Texte —
_ _ _ _ _ _ _

De nombreux maires ont paraît-il de plus en plus de mal à mobiliser les jeunes générations qui ignorent ce qu’est le 11 novembre et pourquoi ce jour est férié. Cette date est devenue une journée comme les autres, voyez l’empressement des commerces et grandes surfaces à ouvrir. Les quatre années de ce conflit s’effacent inéluctablement de la mémoire collective.
Alors, cultivons notre devoir de mémoire pour ne pas oublier… en lisant, par exemple Alexandre Vialatte, héraut de cette génération d’adolescents abominablement sacrifiés. Ainsi le petit Badonce* chez les pères jésuites de Mont Roland : il entre un soir à l’étude de cinq heures. Il travaille avec acharnement jusqu’à six heures douze. A six heures treize, il range soigneusement ses livres et se présente à six heures quinze précises devant le répétiteur pour lui dire « C’est fini. » Il vient d’avoir juste 17 ans et trois mois et il part s’engager dans les Zouaves. « Un joli zouave! répondra le maître abasourdi, en regardant ce petit homme. » Oui, mais le petit homme, surhomme qui aimait trop les créatures, deviendra vite aspirant, élève-cadavre en quelque sorte, en attendant qu’une balle blindée lui pulvérise la cervelle et le fasse mourir, père de famille, avant qu’il n’ait pris « son bachot ».

_ _ _ _ _ _ _

Extrait du jeu de données:
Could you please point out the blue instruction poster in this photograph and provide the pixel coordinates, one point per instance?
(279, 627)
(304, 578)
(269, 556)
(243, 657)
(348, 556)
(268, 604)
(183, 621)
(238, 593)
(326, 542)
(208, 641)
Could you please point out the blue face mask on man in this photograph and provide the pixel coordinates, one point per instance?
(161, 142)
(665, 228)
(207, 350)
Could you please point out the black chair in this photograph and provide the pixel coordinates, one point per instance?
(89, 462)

_ _ _ _ _ _ _

Objectif 1 — Dans le texte sur le 11 novembre, à quelle heure précise Badonce se présente-t-il devant le répétiteur ?
Objectif 2 — Recopiez fidèlement le passage du texte sur le 11 novembre qui s’ouvre sur les mots contenant « De nombreux maires » et se referme sur « la mémoire collective. ».
Objectif 3 — Pour chacune des affirmations suivantes, dites si elle concorde avec le texte sur le 11 novembre en répondant par oui ou non, puis citez les mots du texte qui tranchent : (a) Badonce a dix-sept ans et trois mois lorsqu’il part s’engager ; (b) les commerces restent fermés le 11 novembre ; (c) Badonce s’engage dans l’artillerie.

Réponse 1 — À six heures quinze précises.

Réponse 2 —
De nombreux maires ont paraît-il de plus en plus de mal à mobiliser les jeunes générations qui ignorent ce qu’est le 11 novembre et pourquoi ce jour est férié. Cette date est devenue une journée comme les autres, voyez l’empressement des commerces et grandes surfaces à ouvrir. Les quatre années de ce conflit s’effacent inéluctablement de la mémoire collective.

Réponse 3 —
(a) Oui : « Il vient d’avoir juste 17 ans et trois mois ».
(b) Non : « voyez l’empressement des commerces et grandes surfaces à ouvrir ».
(c) Non : « il part s’engager dans les Zouaves ».